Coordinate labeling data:
═══

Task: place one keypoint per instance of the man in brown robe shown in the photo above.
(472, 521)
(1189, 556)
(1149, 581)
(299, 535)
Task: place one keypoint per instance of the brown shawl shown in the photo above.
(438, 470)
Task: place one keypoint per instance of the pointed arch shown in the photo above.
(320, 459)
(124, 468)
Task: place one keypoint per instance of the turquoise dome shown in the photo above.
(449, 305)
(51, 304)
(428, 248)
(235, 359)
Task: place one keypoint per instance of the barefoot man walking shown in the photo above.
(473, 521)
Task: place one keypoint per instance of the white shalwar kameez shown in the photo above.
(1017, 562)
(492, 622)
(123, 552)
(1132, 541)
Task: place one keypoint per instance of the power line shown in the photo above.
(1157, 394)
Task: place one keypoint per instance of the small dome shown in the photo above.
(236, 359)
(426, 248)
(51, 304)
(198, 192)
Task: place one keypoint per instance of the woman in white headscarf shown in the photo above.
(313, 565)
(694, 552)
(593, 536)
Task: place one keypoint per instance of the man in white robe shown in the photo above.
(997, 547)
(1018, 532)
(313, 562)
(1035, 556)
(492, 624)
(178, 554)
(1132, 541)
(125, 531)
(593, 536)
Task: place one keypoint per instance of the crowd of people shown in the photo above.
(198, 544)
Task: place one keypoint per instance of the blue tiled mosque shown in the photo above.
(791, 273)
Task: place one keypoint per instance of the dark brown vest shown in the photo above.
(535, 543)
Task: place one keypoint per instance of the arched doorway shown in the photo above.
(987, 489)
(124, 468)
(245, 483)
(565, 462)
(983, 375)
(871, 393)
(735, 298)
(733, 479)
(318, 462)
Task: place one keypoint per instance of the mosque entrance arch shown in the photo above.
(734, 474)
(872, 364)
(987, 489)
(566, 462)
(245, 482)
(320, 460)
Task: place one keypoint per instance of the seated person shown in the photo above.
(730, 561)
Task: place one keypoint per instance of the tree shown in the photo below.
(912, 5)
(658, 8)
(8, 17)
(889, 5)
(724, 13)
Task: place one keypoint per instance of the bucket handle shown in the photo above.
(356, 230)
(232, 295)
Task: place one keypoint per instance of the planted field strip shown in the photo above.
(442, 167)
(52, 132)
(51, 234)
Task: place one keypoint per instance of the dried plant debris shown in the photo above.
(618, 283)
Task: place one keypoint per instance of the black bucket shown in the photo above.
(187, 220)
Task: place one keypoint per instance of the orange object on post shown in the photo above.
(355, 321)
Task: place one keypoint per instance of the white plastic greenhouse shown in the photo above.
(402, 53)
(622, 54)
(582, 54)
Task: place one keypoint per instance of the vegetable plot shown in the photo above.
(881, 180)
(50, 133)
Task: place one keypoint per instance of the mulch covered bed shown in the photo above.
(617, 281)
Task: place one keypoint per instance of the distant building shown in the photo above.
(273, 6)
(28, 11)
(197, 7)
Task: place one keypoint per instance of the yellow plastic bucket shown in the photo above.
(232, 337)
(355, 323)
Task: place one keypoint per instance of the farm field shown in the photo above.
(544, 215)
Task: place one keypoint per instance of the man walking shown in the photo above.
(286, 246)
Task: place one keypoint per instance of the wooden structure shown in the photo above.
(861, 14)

═══

Written problem — Faithfully transcribe the whole of the data.

Written answer —
Task: place one keypoint per instance of the man in brown robe shown in the photo above.
(472, 521)
(1189, 556)
(1149, 581)
(299, 535)
Task: place one keypoint per instance of the brown shawl shown in the photo above.
(438, 470)
Task: place one keypoint per instance of the pointed arch shown in the photo above.
(320, 459)
(124, 468)
Task: place one keypoint per instance of the turquoise dome shown in the photo above.
(449, 305)
(51, 304)
(428, 248)
(235, 359)
Task: place one keypoint per instance of the barefoot man walking shown in the photo above.
(473, 521)
Task: place one keypoint per instance of the white shalwar kameez shown in the photo above.
(1017, 562)
(492, 622)
(123, 552)
(1132, 541)
Task: place one keypoint per instance of the power line shown in the photo above.
(1157, 394)
Task: place one keypoint per instance of the small dome shown in the photo above.
(236, 359)
(426, 248)
(51, 304)
(198, 192)
Task: place one keypoint per instance of the woman in white headscarf shown in the photo above.
(313, 565)
(694, 552)
(593, 536)
Task: place one keypoint per instance of the man in white robe shown in the photo above.
(997, 547)
(1018, 532)
(313, 562)
(1035, 556)
(492, 624)
(178, 554)
(1132, 541)
(125, 531)
(593, 536)
Task: place one keypoint per instance of the crowd of people shown in the photo above.
(198, 544)
Task: place one keypoint per instance of the blue tiled mosque shown in the photo above.
(791, 273)
Task: place one keypoint per instance of the dark brown vest shown in the photo above.
(535, 543)
Task: place one keypoint per instance of the arched doorway shown in the photo above.
(987, 489)
(124, 468)
(245, 483)
(565, 462)
(983, 375)
(871, 393)
(735, 298)
(733, 479)
(318, 462)
Task: place one keypoint per instance of the mosque entrance arch shown in the photo above.
(734, 474)
(872, 364)
(987, 489)
(566, 462)
(245, 482)
(320, 460)
Task: place one keypoint per instance of the seated person shown in the photo above.
(730, 561)
Task: place one keypoint per instance of the tree shown in the photo below.
(912, 5)
(658, 8)
(8, 17)
(889, 5)
(724, 13)
Task: place one keypoint per instance of the bucket handle shown in the photo above.
(356, 230)
(232, 295)
Task: place one keypoint per instance of the planted field strip shown in the photo above.
(442, 167)
(52, 132)
(51, 234)
Task: place one keypoint per instance of the dried plant debris shown in the photo above.
(618, 283)
Task: place one keypoint per instance of the black bucket shown in the photo above.
(187, 220)
Task: place one keypoint per instance of the orange object on post shown in the photo above.
(355, 321)
Task: place one keypoint per instance of the white plastic greenhouse shown in the photo above.
(402, 53)
(622, 54)
(582, 54)
Task: place one keypoint per instance of the vegetable plot shown in the photo above.
(881, 180)
(50, 133)
Task: place one keypoint per instance of the mulch covered bed shown in the photo above.
(617, 281)
Task: place one keypoint per instance of the distant building shown in the photo above.
(273, 6)
(28, 11)
(197, 7)
Task: place one keypoint per instance of the yellow plastic bucket shown in the photo above.
(232, 337)
(355, 323)
Task: place one keypoint per instance of the farm field shown in the photo above.
(544, 215)
Task: place one keypoint per instance of the man walking shown in the photo above.
(286, 246)
Task: place one keypoint per instance of the wooden structure shown in the photo above.
(861, 14)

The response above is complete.